§ PROVIDED DATA:

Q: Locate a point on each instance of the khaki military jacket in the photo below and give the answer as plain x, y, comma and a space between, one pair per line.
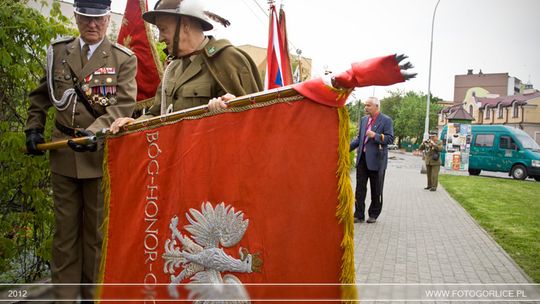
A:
429, 153
107, 80
220, 68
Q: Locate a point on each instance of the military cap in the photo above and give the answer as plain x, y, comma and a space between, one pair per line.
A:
92, 8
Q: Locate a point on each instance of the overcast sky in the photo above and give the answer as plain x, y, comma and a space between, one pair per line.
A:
497, 36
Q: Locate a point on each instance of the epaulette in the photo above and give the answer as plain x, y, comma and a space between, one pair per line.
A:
62, 40
123, 49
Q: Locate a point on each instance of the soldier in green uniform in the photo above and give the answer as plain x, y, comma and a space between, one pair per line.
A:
432, 148
91, 82
201, 68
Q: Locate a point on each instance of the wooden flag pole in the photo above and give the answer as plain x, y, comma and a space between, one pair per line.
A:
254, 98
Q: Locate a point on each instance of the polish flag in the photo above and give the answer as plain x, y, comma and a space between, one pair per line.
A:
278, 69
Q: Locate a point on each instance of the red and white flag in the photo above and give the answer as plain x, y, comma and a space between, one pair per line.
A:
278, 68
135, 34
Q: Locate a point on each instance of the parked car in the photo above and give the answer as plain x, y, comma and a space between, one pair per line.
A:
501, 148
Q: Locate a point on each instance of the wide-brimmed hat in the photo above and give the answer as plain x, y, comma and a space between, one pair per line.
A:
192, 8
92, 8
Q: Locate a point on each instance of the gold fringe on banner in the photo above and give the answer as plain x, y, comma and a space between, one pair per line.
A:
106, 188
144, 104
344, 212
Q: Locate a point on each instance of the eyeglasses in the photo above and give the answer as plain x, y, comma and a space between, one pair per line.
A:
87, 20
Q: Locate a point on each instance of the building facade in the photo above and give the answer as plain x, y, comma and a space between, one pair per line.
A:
496, 83
67, 10
520, 111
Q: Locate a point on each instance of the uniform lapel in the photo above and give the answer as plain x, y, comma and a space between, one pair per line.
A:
193, 69
98, 59
73, 50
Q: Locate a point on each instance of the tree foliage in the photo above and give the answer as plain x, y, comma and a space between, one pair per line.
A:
410, 113
26, 216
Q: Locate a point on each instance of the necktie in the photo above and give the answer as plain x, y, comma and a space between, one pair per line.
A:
84, 54
370, 123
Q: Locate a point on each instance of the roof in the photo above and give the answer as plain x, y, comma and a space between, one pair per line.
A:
460, 113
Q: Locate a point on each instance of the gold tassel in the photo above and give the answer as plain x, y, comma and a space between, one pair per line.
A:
106, 188
345, 211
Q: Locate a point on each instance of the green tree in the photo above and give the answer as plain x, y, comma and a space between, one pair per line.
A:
26, 217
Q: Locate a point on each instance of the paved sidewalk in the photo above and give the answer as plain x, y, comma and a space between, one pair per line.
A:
426, 237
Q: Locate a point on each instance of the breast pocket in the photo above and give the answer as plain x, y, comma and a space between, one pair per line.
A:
193, 95
100, 90
61, 83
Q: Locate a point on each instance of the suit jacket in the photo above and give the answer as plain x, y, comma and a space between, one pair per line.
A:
220, 68
376, 148
117, 81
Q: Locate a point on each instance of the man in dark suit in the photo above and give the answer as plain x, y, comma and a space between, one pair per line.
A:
376, 131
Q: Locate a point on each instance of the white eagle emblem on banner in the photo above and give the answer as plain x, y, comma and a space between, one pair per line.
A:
201, 258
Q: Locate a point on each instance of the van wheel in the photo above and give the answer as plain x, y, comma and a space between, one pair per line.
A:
519, 172
474, 171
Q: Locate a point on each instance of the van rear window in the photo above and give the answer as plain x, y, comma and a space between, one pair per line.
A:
484, 140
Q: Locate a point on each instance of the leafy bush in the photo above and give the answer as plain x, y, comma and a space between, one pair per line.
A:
26, 209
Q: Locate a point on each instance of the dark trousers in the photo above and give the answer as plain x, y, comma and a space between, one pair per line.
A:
362, 176
78, 211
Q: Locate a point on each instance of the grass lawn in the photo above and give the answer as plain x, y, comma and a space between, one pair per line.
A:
509, 210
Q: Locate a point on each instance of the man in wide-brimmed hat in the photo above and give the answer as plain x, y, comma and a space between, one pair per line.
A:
202, 69
91, 82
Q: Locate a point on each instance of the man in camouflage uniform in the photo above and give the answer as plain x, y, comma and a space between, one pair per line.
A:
91, 82
432, 147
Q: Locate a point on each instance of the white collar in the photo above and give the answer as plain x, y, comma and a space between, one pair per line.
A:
92, 47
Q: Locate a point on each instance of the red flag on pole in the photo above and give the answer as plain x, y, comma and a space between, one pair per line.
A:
278, 66
135, 34
286, 62
196, 217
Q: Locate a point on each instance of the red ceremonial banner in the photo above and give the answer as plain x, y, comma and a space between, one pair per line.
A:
251, 204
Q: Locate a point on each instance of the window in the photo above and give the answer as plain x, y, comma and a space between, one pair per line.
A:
484, 140
506, 142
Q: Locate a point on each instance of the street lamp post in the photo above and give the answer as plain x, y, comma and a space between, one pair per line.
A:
426, 127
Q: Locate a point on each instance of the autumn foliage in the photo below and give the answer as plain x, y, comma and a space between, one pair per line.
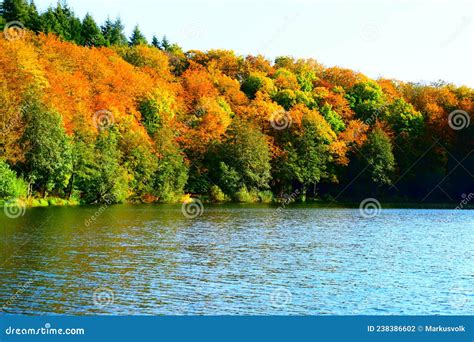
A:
145, 124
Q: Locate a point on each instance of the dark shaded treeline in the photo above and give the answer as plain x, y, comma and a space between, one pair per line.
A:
92, 116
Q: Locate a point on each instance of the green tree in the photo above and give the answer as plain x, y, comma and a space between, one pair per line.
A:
404, 118
172, 173
332, 118
10, 185
377, 153
113, 32
15, 10
137, 37
367, 100
104, 179
91, 34
165, 44
307, 156
246, 152
156, 42
62, 21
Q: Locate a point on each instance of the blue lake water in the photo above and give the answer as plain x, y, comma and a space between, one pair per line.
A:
236, 260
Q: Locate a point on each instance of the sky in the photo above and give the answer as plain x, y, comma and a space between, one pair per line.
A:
409, 40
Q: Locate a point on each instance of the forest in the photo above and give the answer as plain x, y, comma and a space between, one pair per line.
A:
89, 115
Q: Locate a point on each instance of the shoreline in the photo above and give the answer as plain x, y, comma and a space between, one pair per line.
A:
309, 203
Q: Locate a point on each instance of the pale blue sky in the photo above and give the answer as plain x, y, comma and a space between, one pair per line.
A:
416, 40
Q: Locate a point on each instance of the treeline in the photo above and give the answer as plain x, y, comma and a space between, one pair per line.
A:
109, 121
62, 21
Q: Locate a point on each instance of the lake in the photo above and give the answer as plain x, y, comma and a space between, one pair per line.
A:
237, 260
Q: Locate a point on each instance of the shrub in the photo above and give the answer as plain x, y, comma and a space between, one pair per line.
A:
10, 185
265, 196
245, 196
217, 195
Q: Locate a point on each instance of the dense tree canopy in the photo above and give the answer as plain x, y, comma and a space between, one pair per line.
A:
89, 114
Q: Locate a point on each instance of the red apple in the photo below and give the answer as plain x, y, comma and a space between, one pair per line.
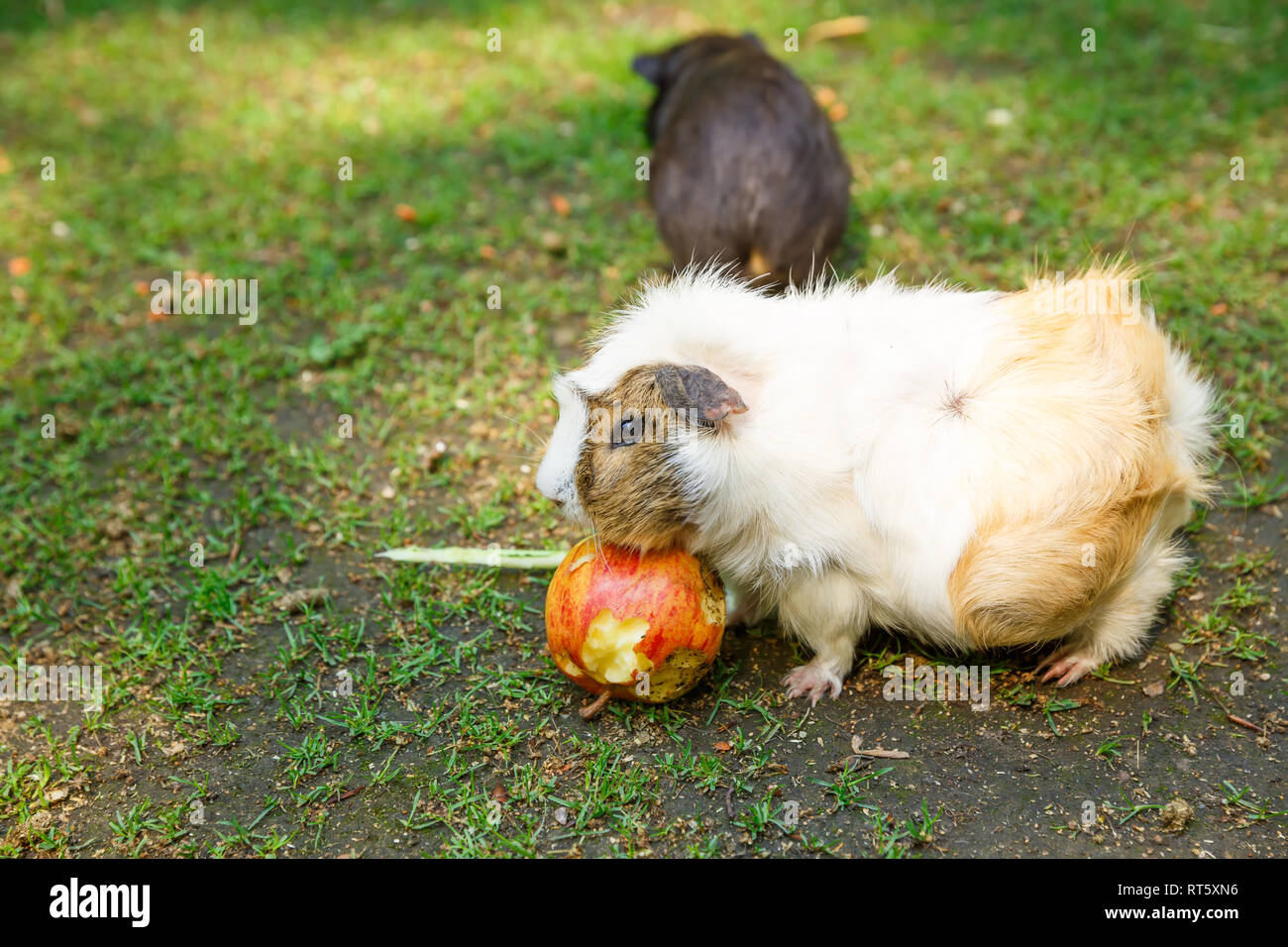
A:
639, 626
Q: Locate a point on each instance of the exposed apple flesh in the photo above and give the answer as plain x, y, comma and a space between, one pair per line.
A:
642, 626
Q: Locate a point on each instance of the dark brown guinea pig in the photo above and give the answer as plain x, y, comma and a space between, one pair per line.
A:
746, 167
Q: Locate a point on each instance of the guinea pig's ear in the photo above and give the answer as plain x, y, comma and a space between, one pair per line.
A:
649, 65
694, 388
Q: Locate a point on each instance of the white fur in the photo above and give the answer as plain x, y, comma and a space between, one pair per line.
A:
845, 480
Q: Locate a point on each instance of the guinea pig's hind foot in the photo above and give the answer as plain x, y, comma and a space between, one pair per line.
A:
812, 681
1068, 664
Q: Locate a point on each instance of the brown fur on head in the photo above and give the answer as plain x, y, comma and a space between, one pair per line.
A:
626, 475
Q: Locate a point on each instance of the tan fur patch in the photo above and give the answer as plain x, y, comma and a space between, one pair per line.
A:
1047, 548
631, 491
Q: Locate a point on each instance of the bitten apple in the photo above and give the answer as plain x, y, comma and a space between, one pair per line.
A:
643, 626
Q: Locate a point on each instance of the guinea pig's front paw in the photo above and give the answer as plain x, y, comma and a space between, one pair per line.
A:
812, 681
1068, 665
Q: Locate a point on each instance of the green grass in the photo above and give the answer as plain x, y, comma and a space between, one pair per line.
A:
200, 470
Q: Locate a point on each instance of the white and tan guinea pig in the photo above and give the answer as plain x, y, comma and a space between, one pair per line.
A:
977, 470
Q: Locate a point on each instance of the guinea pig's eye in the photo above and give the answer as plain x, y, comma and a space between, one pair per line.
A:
630, 431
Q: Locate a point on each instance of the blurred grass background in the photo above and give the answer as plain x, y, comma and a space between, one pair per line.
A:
518, 169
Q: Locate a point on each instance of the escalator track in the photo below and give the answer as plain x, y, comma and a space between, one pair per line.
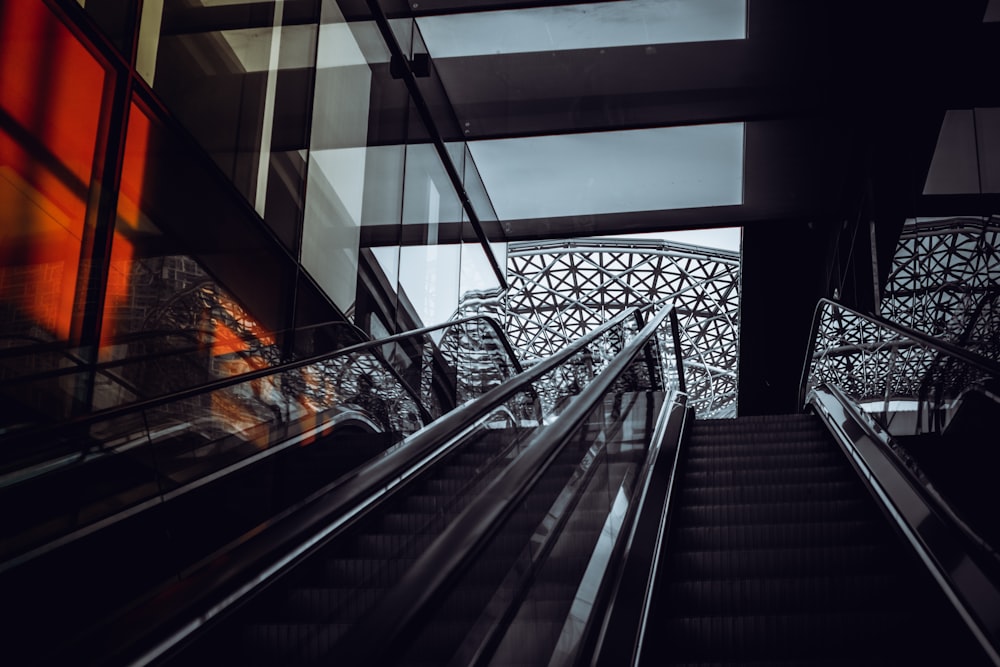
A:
779, 555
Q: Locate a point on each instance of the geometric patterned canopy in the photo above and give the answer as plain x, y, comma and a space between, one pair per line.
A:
945, 281
561, 290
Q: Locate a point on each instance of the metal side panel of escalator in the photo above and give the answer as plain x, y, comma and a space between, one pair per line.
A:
496, 550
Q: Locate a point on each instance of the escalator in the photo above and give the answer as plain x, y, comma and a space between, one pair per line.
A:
779, 555
106, 511
579, 514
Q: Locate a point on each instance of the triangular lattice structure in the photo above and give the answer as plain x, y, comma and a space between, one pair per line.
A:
560, 290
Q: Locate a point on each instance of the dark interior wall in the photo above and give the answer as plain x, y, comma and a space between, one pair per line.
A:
784, 274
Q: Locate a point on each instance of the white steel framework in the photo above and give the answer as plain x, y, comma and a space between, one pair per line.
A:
560, 290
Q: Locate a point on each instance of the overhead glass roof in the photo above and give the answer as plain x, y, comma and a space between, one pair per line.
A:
583, 26
613, 172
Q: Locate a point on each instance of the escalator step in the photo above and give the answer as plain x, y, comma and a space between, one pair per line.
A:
412, 523
747, 513
765, 475
759, 461
813, 440
391, 545
831, 535
801, 562
330, 604
361, 571
715, 495
702, 446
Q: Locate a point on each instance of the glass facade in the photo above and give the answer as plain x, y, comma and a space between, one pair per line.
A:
209, 183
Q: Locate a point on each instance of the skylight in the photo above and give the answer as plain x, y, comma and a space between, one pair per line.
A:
613, 172
584, 26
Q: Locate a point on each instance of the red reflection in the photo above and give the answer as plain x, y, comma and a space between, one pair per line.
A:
116, 297
50, 103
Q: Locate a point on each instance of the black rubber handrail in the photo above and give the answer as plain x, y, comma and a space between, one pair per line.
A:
941, 346
104, 366
924, 519
169, 618
443, 561
423, 109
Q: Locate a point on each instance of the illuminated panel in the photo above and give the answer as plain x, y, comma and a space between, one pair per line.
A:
584, 26
50, 104
613, 172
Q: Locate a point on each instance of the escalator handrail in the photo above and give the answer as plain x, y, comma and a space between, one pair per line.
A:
469, 533
190, 334
221, 584
941, 346
223, 383
923, 518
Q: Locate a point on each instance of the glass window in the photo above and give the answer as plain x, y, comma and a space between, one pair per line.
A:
239, 76
967, 155
196, 289
116, 18
50, 112
584, 26
611, 172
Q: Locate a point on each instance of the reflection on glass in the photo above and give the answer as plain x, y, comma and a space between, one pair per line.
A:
240, 79
967, 155
940, 409
529, 599
48, 138
584, 26
115, 18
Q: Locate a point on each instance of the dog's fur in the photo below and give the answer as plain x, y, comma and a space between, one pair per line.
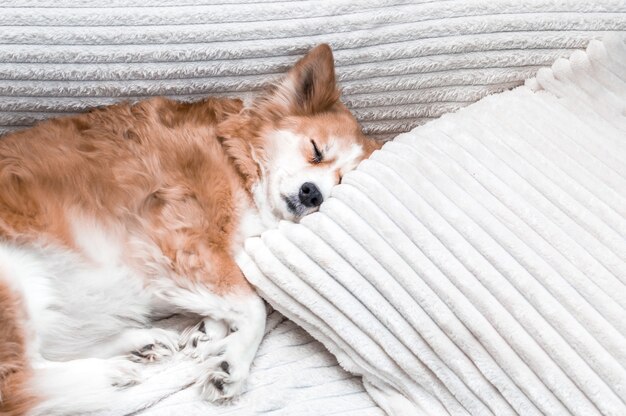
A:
114, 218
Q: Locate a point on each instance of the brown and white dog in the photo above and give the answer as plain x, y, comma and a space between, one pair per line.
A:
116, 217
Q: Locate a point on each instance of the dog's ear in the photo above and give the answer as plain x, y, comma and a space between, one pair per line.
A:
308, 88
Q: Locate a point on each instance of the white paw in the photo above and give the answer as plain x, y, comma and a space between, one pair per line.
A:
204, 331
122, 373
154, 344
225, 379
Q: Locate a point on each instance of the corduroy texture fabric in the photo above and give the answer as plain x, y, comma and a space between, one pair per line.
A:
400, 63
477, 265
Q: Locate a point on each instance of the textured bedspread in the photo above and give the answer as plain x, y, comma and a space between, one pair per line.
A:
477, 265
400, 62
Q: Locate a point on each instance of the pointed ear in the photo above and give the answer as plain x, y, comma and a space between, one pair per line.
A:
308, 88
370, 145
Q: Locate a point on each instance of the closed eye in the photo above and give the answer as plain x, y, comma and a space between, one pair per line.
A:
318, 156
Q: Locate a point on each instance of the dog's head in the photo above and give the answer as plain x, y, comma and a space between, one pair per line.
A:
296, 141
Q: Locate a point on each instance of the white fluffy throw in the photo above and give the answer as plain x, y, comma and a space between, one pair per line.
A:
400, 63
477, 265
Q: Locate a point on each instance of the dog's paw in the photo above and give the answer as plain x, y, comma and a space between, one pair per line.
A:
196, 337
122, 373
225, 380
156, 344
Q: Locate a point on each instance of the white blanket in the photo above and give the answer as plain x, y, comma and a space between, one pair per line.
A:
400, 62
477, 265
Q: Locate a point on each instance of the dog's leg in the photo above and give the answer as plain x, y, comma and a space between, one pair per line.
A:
140, 344
114, 386
226, 358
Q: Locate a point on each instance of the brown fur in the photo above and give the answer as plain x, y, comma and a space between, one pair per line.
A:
15, 398
172, 172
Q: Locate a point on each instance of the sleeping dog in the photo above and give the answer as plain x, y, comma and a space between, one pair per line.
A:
117, 217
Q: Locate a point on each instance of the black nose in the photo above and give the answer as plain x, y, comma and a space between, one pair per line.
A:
310, 195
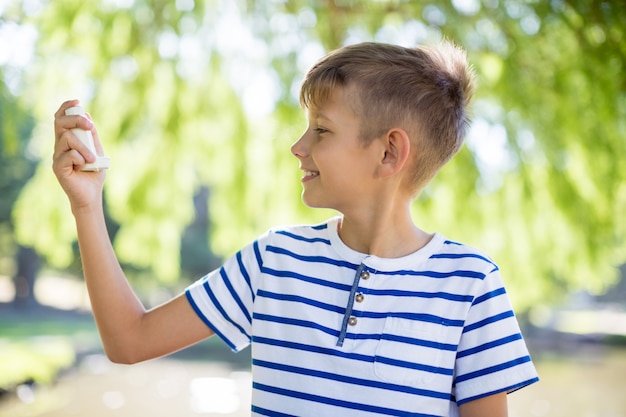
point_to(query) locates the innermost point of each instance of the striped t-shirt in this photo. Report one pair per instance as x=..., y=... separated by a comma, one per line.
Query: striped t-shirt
x=335, y=332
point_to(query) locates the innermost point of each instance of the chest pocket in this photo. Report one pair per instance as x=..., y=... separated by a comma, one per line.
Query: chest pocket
x=407, y=353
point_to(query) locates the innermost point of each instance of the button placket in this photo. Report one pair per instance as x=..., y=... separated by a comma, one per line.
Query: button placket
x=349, y=319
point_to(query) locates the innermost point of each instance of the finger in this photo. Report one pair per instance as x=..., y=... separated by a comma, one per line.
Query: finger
x=96, y=138
x=64, y=123
x=66, y=105
x=65, y=162
x=69, y=142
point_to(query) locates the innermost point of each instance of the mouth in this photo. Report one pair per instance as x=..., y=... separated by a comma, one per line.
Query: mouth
x=309, y=175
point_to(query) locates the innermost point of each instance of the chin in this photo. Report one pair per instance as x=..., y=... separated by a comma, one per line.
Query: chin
x=312, y=202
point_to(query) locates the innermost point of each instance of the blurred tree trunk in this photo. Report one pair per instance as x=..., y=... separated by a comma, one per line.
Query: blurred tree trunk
x=28, y=264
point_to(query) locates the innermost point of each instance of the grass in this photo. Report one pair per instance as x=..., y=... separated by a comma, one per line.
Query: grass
x=35, y=345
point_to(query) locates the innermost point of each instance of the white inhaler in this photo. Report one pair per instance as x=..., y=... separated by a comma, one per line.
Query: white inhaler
x=102, y=162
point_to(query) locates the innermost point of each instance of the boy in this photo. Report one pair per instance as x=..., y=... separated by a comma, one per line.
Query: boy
x=365, y=314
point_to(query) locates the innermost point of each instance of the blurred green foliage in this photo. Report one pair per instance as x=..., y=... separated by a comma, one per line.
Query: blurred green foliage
x=190, y=94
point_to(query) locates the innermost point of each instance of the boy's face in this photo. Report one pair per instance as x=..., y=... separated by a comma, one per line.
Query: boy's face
x=338, y=169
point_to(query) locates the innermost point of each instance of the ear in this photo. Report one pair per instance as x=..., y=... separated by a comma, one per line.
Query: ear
x=397, y=148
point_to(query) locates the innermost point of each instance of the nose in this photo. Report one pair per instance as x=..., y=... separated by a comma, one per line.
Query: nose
x=300, y=148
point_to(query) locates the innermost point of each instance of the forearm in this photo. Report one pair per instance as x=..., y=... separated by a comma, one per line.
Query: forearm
x=117, y=310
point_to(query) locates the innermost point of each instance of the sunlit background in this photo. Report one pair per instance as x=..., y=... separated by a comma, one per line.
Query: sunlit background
x=196, y=103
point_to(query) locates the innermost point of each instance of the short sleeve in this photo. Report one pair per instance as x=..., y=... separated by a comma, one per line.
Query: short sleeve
x=224, y=298
x=492, y=356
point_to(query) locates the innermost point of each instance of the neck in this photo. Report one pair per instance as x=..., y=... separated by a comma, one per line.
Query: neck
x=385, y=235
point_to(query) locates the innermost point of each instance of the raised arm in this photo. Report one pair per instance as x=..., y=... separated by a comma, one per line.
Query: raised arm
x=129, y=333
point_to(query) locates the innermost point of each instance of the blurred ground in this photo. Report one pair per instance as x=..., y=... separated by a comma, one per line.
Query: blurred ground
x=579, y=378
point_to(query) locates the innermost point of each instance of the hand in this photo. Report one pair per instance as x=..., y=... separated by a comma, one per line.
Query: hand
x=84, y=189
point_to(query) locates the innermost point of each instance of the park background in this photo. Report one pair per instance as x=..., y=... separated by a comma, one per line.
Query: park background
x=196, y=103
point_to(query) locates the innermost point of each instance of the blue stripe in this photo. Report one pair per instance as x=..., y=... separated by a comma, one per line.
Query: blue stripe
x=289, y=274
x=419, y=342
x=488, y=320
x=435, y=274
x=266, y=412
x=302, y=238
x=420, y=294
x=235, y=295
x=244, y=273
x=221, y=310
x=257, y=254
x=413, y=365
x=508, y=389
x=490, y=345
x=351, y=380
x=428, y=318
x=492, y=369
x=312, y=259
x=295, y=322
x=299, y=299
x=460, y=256
x=352, y=356
x=336, y=402
x=489, y=295
x=313, y=349
x=207, y=322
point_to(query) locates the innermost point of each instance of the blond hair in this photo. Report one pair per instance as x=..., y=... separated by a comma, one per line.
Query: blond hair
x=424, y=90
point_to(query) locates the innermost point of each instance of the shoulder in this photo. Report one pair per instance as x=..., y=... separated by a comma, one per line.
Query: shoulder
x=462, y=257
x=298, y=235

§ PROBLEM DESCRIPTION: Everything from the line containing "of the hand" to the end of the data above should be quoted exactly, please, both ends included, and nothing outside that span.

§ THE COMPLETED TASK:
point_to(query) locates the innermost point of each instance of the hand in this photo. Report one pair per instance as x=..., y=... separated by a comma, one per line.
Query: hand
x=84, y=189
point_to(query) locates the innermost point of each instance of the park background in this photo. Report one pair per instance as x=..., y=... separated by a comma, one per line.
Query: park background
x=196, y=103
point_to(query) locates the innermost point of each instance of the blue stripe in this photo. Report one pair per instance as x=..., y=... separated by a comma, one per line.
Query: blue stripe
x=289, y=274
x=419, y=342
x=488, y=320
x=435, y=274
x=266, y=412
x=302, y=238
x=420, y=294
x=235, y=295
x=244, y=273
x=221, y=310
x=257, y=254
x=413, y=365
x=508, y=389
x=490, y=345
x=351, y=380
x=428, y=318
x=492, y=369
x=312, y=259
x=295, y=322
x=299, y=299
x=460, y=256
x=352, y=356
x=336, y=402
x=489, y=295
x=313, y=349
x=207, y=322
point_to(query) locates the innermost point of each instance of the blond hair in this photo. Report one pair per instance as x=..., y=... separated by a comma, one per line.
Query: blond hair
x=424, y=90
point_to(query) locates the innermost point of each instance of the shoulder in this photo. Report one pair per instance as x=..., y=... separated by a comma, one per line.
Query: shoulder
x=462, y=257
x=298, y=235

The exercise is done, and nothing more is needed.